**Article:**

User Agent behaviour in handling response status codes is not defined in the http specification. The description of the status code does hint to an expected behaviour yet this is a matter of interpretation within the context of a UA target and any inference within a single context, while sensible, is not a mandate and can not be expected universally.

This isn't a problem with http specification or html for that matter, it's just an area which hasn't been specified before. It seems increasingly likely that html may become a harbour for this, however this is a separate issue from the application of form methods since UA processing is the same for GET and POST through forms and through any type of XHR requests.

If PUT and DELETE have highlighted another issue this is a good thing, but existing UA behaviour in response handling is no refection on the validity of form methods.

**Task requirements:** According to the passage on user agent behavior, for which methods and request types is UA processing the same?

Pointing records
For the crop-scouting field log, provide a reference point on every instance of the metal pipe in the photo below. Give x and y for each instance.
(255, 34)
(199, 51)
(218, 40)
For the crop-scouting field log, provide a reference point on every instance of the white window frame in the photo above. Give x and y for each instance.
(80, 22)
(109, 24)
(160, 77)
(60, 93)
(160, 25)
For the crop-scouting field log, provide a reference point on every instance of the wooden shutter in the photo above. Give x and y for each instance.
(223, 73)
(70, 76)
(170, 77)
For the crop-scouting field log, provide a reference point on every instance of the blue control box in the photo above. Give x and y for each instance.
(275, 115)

**Answer to the exercise:** GET and POST through forms and through any type of XHR requests.